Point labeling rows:
★ ★ ★

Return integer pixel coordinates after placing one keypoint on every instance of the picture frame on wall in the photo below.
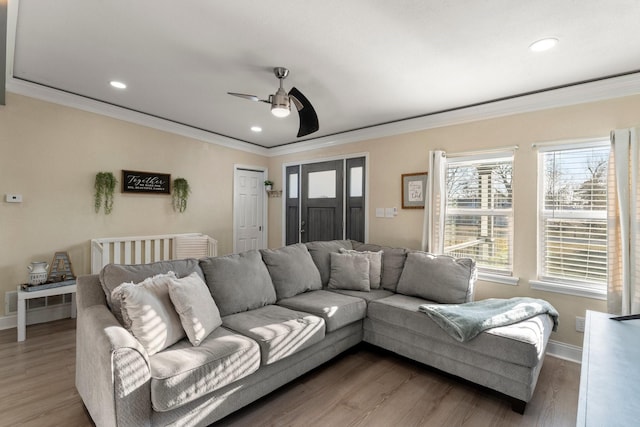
(414, 190)
(146, 182)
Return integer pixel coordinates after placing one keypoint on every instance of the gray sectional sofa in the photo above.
(187, 342)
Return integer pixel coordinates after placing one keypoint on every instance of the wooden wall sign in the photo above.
(146, 182)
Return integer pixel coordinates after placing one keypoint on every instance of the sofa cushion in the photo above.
(113, 275)
(148, 313)
(198, 312)
(349, 271)
(280, 332)
(321, 255)
(183, 373)
(375, 265)
(238, 282)
(337, 310)
(372, 295)
(438, 278)
(292, 270)
(392, 262)
(522, 343)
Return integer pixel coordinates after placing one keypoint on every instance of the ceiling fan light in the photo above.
(280, 111)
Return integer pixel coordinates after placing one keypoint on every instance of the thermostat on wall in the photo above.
(13, 198)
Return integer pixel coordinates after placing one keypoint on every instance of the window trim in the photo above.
(553, 284)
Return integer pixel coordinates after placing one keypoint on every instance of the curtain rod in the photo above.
(481, 152)
(564, 142)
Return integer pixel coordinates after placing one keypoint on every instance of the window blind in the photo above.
(479, 214)
(573, 225)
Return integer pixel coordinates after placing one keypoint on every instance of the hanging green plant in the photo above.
(180, 195)
(104, 186)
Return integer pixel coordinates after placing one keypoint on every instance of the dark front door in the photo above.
(321, 210)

★ ★ ★

TASK TO CARRY OUT
Arrange the lines from the one containing "plant in the photo above." through the last of the rows above as a numbered list. Omit blank lines.

RESPONSE BELOW
1. Return integer pixel coordinates after placing one keypoint on every instance of the hanging green plant in the photo above.
2. (180, 195)
3. (104, 186)
4. Return integer pixel coordinates after placing one keypoint on every instance of the dark front door in the photo above.
5. (321, 210)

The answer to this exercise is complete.